Below is some data. Retype exactly the lines starting at the one with "written like (85,24)." and ending at the one with "written like (203,56).".

• **Listed entries**
=-=-=-=-=

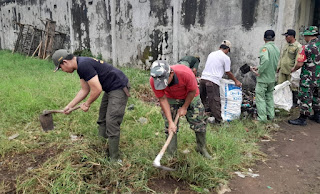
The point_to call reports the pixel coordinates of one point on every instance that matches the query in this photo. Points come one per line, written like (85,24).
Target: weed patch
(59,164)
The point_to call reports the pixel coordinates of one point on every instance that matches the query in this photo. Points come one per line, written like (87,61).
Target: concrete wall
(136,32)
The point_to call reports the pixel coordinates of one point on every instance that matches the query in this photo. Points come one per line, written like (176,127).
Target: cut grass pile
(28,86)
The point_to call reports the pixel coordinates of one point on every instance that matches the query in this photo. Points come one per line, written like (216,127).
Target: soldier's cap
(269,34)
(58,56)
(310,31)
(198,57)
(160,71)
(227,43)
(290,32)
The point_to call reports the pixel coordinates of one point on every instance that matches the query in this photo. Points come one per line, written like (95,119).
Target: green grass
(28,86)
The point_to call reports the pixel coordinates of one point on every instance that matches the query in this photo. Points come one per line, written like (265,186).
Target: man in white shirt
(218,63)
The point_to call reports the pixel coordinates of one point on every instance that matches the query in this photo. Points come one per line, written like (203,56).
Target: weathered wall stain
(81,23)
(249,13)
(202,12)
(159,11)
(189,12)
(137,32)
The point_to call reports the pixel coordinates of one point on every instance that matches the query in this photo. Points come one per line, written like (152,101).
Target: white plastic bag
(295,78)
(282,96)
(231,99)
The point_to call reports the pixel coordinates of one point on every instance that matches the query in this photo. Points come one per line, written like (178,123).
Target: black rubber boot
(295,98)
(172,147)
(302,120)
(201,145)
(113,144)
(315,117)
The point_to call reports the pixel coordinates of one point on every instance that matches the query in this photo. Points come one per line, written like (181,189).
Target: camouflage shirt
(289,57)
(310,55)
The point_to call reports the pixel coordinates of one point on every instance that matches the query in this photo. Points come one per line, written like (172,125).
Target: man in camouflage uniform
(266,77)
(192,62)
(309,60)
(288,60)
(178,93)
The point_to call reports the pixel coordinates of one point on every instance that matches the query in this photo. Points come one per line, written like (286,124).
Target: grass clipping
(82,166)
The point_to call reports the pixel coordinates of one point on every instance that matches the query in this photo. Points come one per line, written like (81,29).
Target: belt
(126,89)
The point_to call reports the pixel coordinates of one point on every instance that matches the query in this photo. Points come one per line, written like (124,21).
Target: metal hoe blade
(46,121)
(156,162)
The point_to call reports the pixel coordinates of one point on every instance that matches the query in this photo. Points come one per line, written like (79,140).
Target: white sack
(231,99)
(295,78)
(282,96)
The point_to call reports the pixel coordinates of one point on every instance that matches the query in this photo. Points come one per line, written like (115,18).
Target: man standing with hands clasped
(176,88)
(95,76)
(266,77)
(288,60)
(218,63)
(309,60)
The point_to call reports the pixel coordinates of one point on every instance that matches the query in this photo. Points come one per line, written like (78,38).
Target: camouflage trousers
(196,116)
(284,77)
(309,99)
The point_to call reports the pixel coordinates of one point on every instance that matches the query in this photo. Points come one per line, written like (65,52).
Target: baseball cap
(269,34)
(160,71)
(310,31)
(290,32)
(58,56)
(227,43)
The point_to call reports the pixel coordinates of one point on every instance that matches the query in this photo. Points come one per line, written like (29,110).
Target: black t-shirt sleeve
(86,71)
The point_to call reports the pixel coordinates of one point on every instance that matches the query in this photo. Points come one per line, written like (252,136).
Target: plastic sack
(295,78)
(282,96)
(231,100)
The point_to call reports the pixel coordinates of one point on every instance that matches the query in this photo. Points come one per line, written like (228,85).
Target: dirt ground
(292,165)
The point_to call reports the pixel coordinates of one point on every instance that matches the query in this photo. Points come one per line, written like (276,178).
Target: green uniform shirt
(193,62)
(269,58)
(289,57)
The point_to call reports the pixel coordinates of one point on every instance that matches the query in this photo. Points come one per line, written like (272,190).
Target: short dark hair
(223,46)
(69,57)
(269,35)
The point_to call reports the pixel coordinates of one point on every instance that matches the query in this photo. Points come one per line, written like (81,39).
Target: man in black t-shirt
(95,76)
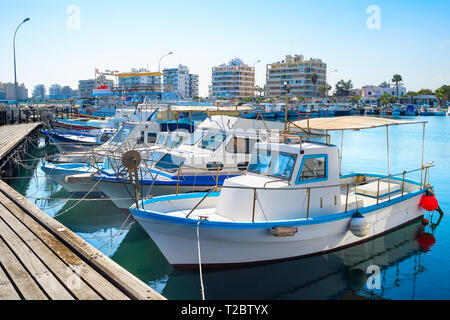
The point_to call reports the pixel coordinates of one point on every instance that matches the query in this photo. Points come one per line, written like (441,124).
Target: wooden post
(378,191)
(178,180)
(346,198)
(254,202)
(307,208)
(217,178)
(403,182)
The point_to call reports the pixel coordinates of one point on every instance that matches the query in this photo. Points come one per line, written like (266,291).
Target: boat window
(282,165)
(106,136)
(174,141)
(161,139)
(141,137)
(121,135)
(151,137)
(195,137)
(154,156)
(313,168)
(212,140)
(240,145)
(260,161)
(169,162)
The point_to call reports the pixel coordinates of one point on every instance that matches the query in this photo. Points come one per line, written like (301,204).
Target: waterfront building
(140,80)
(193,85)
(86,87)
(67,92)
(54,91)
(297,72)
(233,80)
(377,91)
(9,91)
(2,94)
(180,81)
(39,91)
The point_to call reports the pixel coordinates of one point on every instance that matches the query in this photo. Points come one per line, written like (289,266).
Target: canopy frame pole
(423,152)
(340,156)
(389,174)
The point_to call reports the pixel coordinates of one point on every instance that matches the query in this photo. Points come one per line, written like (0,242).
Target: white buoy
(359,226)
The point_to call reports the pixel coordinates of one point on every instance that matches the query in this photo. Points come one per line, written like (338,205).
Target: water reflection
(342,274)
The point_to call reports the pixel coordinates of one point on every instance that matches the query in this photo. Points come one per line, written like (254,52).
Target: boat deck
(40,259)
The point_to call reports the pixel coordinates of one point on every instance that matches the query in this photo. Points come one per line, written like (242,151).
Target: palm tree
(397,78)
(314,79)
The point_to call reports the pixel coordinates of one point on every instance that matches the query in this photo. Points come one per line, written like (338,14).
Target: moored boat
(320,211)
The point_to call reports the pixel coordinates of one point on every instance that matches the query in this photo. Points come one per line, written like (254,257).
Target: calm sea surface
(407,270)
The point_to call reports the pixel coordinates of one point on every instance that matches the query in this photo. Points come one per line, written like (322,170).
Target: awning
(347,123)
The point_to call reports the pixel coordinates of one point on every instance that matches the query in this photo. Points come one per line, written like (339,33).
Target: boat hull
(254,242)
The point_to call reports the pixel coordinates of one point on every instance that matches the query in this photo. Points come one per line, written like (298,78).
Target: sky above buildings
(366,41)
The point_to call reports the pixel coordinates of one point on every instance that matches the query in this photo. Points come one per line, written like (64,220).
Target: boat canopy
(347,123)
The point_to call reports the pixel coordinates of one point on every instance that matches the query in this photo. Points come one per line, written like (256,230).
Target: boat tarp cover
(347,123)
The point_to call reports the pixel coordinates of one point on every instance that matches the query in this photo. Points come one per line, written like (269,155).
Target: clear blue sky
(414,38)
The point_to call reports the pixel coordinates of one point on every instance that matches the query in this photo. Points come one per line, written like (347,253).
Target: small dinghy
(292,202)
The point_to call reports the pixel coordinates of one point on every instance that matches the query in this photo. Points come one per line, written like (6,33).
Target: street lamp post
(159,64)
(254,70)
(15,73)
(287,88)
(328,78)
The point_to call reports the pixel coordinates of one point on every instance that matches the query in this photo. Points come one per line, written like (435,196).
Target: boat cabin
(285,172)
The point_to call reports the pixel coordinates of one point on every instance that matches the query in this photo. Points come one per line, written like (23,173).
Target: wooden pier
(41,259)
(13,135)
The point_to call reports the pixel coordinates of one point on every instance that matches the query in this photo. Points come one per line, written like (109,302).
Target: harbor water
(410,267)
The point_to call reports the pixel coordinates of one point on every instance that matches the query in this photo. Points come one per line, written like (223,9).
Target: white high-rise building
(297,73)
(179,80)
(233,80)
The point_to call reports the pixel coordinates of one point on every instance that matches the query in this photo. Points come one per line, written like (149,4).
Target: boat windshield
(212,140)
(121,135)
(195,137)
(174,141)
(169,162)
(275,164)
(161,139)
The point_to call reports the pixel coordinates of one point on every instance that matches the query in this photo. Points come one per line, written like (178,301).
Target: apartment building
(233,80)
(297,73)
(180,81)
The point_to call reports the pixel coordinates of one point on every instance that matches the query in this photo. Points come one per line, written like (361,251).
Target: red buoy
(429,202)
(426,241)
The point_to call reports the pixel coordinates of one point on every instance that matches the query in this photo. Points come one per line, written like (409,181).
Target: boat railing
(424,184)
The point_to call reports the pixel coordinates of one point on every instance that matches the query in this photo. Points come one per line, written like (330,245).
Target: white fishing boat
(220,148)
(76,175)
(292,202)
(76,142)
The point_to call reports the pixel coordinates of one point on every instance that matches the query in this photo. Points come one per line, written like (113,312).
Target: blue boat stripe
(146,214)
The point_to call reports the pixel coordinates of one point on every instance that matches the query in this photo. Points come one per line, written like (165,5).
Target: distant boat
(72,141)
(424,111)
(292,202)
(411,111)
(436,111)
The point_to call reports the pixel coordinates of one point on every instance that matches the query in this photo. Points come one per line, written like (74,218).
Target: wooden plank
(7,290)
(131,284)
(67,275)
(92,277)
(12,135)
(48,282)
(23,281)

=-=-=-=-=

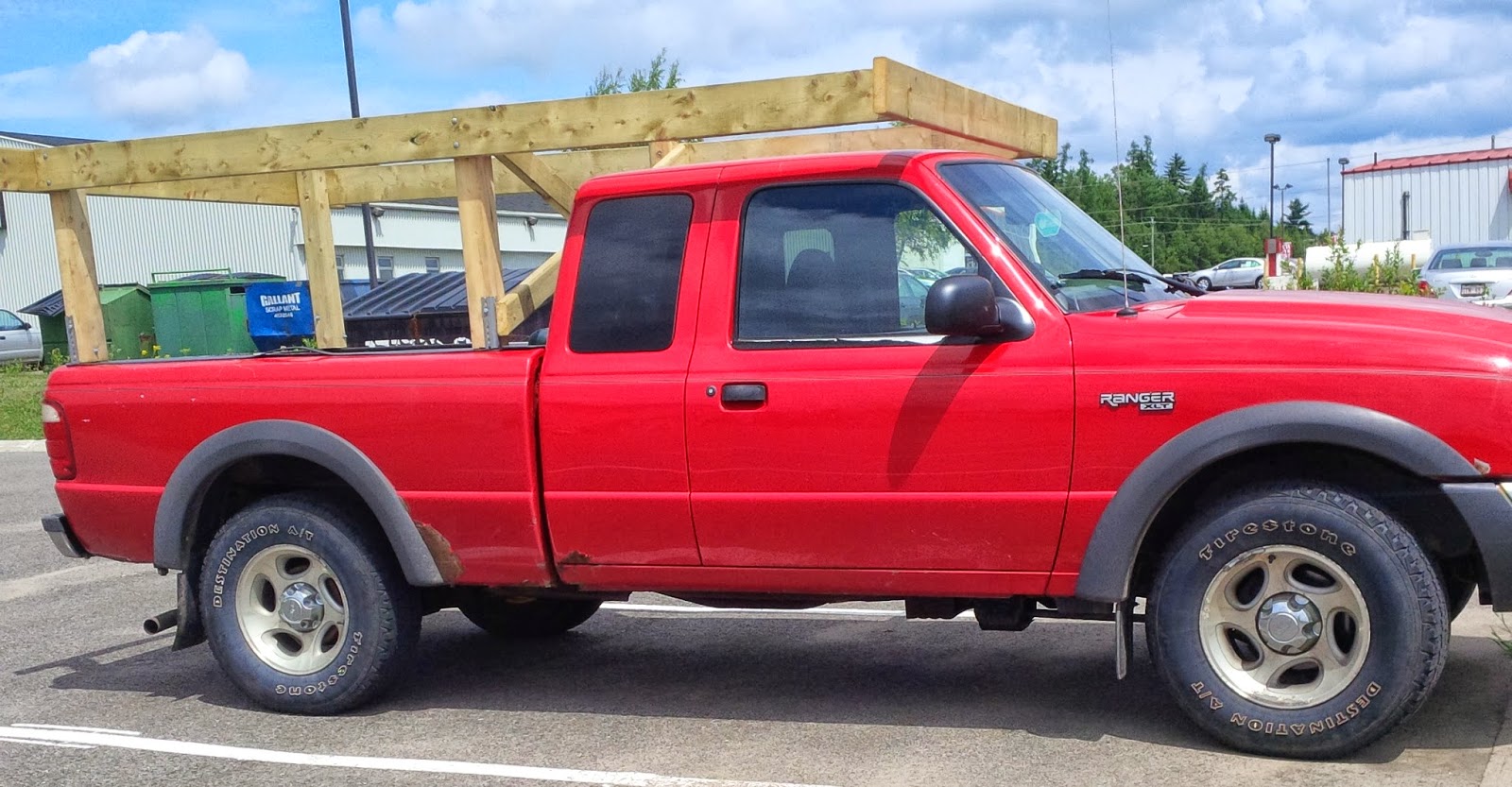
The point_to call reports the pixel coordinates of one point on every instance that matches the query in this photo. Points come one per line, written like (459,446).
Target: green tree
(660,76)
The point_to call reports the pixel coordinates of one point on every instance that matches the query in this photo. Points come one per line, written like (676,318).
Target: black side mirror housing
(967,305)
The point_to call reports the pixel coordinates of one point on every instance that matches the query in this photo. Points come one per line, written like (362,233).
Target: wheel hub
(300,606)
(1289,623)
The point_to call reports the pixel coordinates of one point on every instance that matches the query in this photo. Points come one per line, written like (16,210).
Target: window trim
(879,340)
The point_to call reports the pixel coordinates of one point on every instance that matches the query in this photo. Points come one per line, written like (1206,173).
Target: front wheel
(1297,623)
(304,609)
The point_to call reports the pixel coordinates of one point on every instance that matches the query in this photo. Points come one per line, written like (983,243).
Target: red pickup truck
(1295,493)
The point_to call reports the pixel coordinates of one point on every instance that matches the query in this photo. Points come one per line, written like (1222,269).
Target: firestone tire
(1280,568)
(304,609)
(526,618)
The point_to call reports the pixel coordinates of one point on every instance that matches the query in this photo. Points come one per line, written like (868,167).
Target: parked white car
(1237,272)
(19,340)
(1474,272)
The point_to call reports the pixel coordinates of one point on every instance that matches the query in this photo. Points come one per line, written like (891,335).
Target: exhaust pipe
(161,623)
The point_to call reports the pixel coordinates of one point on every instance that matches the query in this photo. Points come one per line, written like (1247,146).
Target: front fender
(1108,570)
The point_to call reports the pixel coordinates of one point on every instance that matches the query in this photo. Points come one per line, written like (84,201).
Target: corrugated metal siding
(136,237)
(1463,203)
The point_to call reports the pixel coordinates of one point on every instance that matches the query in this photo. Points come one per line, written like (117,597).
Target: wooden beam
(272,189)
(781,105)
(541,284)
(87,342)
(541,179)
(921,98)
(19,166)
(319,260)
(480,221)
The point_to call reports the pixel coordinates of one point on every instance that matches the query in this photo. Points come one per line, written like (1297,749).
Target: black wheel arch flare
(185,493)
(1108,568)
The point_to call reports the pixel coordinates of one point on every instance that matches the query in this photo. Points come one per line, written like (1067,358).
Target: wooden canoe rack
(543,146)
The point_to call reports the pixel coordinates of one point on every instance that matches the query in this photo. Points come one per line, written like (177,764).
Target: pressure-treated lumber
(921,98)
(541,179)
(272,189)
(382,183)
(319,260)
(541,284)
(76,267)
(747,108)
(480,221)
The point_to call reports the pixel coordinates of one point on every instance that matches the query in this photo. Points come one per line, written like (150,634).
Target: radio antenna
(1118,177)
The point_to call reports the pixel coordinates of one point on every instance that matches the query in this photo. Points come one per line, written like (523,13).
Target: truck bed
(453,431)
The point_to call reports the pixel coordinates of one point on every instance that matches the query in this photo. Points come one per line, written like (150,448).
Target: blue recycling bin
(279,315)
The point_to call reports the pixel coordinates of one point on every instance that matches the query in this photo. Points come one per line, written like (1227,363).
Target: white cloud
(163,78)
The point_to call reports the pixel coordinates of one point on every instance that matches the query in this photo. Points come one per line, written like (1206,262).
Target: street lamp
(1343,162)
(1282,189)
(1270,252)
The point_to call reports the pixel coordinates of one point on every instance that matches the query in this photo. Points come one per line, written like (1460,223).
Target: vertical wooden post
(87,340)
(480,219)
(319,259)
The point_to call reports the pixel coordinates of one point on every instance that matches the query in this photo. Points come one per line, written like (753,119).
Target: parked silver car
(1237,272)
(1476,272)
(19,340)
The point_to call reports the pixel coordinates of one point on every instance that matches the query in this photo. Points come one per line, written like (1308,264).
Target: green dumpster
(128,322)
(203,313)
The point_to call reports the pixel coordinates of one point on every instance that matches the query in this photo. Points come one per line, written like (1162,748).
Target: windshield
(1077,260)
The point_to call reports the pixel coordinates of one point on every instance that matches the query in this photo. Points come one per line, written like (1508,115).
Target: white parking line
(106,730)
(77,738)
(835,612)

=-=-=-=-=

• **Answer box**
The point_to call reports the pixel coordinates of one point on every instance that matches the query in this photo. Points come one per line, written like (85,24).
Target: weed patch
(59,164)
The point_to call reports the pixel coordinates of one point on every instance that matches the query in this photo. Points come one per line, written like (87,61).
Target: concrete wall
(136,32)
The point_to call reports the pixel coordinates of one point on every instance that matches the query in this photo. Points come one per line, written like (176,127).
Target: cut grass pile
(28,86)
The point_to call reports the pixel coordinates of one point on every instance that matches the query in this photo. Points come one per line, written like (216,127).
Target: soldier's cap
(269,34)
(58,56)
(310,31)
(198,57)
(160,71)
(227,43)
(290,32)
The point_to call reports the pixel coordinates of one point on every instance that matches the query in this photo. Points come one per line, written like (95,119).
Target: green grass
(28,86)
The point_to call reports the pixel coordinates of one point on every instance that matches the query in this photo. Points come one per line, written like (265,186).
Target: man in white shirt
(218,63)
The point_to call reports the pixel coordinates of one point on every instance that matches the query in this photo. Points come one per line, written like (203,56).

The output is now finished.